Kembalikan tanpa perubahan bagian kisah perjalanan bermotor ke Tapak Tuan dan Banda Aceh, dari "Dan ternyataaa….tidak sampai" sampai dengan "kota Tapak Tuan.".

— Kutipan Teks —
######

Dan ternyataaa….tidak sampai 30 menit,  jalanan yang kami lewati sudah tidak hujan, jalannya datar, mulus dan lebar…sehingga suami saya dapat memacu motornya sehingga sekitar pukul.20.30 kami sampai di kota Tapak Tuan.
Setelah makan Mie Aceh  kami menuju hotel Dian Raya yang berjarak sekitar 200m dari tempat kami makan, hotel pinggir pantai meski tampak tua yang penting ada kamar mandi dengan air panas, lumayannn…

View belakang hotel - Tapak Tuan

                                                            Mengepak di pelataran hotel
 
23 Agustus 2018, sekitar pukul 9.00 kami meninggalkan Tapak Tuan menuju Banda Aceh; di rute ini kami terlalu banyak buang waktu, dari mencari ATM, jajan bakso, jajan gorengan, dan sekitar pukul 16.lebih  di daerah Meulaboh ban belakang kempes ternyata ada bekas paku baja…ini diluar rencana ( pastinyaaa..., hehehehe ) suami saya sudah notice saat itu kalau ban belakang X-max kami sudah gundul juga, saya mengingatkan kalau sudah di kota besar, kita harus ganti ban..suami mengiyakan dan dia mencari tambal ban sampai sejauh 5 km, dan saya menunggu depan rumah orang yang awalnya memandang saya dengan curiga, setelah diintip-intip penampakan saya tidak membahayakan mereka mempersilahkan saya duduk, saya memilih duduk di luar di bawah pohon yang ternyata banyak nyamuk, tak lama saya disuguhi teh manis dan keripik, hehe…
Satu jam kemudian suami saya baru menelpon, rupanya dia lupa posisi meninggalkan saya dimana, ..oh dassar…akhirnya setelah berbincang sebentar dan mengucapkan terima kasih, kami meneruskan perjalanan menuju Banda Aceh yang masih jauh di depan...

######

[Beberapa catatan]

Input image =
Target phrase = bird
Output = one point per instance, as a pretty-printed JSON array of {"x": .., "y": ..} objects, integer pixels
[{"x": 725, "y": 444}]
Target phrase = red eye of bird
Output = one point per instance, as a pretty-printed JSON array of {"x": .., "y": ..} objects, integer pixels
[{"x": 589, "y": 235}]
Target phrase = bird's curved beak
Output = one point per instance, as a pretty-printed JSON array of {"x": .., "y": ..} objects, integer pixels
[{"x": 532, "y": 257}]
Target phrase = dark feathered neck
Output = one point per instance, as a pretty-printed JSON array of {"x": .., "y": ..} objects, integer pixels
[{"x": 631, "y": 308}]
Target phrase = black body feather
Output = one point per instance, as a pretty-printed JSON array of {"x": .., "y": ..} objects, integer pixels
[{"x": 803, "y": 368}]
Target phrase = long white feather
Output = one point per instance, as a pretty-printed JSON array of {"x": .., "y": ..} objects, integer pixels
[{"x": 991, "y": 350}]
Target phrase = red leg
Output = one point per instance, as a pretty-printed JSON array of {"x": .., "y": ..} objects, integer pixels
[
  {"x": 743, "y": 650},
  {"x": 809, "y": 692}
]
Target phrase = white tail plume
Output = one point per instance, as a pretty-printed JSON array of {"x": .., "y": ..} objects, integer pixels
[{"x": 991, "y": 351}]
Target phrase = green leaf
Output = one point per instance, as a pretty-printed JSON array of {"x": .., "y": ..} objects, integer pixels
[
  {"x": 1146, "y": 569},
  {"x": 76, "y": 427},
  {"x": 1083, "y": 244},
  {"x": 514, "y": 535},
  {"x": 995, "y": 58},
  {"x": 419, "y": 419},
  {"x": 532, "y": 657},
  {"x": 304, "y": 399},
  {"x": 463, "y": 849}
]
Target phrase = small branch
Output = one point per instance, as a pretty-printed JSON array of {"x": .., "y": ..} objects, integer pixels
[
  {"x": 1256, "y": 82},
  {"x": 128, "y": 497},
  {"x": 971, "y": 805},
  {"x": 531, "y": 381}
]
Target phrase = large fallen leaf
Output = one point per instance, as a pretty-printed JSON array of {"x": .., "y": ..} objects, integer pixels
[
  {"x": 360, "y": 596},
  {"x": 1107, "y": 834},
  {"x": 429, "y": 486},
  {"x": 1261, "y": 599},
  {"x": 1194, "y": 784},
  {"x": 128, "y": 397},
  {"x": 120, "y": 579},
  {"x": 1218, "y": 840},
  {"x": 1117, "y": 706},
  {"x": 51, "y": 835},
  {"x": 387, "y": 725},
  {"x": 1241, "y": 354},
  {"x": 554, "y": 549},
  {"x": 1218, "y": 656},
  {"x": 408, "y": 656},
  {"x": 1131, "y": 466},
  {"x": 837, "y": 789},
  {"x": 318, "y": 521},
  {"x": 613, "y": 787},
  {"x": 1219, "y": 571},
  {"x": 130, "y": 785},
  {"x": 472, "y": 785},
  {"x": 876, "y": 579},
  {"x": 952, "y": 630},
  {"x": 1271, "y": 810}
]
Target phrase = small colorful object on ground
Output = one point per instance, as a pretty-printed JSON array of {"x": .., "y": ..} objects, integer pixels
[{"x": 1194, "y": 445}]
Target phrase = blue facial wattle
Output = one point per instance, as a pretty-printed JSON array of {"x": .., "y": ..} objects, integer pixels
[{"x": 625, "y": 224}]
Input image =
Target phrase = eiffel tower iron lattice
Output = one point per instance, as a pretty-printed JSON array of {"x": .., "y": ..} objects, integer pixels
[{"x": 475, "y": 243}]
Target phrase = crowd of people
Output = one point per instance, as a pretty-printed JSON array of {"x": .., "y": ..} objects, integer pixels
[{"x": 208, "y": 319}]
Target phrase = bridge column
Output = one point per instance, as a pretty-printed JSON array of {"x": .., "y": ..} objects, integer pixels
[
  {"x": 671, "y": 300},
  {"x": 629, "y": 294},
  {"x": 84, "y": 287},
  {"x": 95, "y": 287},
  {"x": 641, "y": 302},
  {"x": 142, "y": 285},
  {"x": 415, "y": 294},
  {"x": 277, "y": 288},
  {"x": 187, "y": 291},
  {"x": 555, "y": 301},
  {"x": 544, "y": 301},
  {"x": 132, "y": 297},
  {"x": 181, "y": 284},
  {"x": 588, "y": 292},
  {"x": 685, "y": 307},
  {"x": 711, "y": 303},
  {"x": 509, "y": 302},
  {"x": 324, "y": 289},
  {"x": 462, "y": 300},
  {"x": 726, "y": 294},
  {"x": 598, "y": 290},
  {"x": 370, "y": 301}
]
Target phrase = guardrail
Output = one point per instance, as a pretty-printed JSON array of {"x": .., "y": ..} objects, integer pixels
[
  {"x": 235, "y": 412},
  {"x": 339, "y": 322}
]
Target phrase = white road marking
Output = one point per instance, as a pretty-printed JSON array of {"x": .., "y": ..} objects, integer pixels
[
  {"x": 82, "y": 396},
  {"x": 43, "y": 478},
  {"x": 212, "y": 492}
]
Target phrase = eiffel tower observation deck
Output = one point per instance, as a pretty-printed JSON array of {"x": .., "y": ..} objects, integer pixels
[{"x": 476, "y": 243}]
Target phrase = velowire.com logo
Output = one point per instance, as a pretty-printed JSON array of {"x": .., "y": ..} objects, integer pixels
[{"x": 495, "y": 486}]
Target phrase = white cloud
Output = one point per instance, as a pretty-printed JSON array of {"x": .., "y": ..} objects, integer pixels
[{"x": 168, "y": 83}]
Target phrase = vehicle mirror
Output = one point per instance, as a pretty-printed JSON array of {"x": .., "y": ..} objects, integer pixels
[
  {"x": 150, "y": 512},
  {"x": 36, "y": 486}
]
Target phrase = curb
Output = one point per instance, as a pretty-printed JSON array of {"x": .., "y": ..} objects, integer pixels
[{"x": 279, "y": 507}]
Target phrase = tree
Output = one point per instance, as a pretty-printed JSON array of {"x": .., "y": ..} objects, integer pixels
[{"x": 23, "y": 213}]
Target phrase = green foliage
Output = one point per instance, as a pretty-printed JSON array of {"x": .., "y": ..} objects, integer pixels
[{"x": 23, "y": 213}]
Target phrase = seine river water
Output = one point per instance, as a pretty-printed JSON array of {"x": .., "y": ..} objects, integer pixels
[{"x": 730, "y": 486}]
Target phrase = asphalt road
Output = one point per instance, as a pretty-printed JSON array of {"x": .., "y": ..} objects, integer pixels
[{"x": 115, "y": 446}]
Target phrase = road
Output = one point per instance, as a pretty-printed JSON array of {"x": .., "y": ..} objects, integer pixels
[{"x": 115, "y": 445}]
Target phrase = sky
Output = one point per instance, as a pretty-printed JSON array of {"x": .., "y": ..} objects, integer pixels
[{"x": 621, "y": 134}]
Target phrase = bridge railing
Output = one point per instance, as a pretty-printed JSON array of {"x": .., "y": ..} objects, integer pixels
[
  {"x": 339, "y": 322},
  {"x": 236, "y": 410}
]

######

— Jawaban Soal —
Dan ternyataaa….tidak sampai 30 menit,  jalanan yang kami lewati sudah tidak hujan, jalannya datar, mulus dan lebar…sehingga suami saya dapat memacu motornya sehingga sekitar pukul.20.30 kami sampai di kota Tapak Tuan.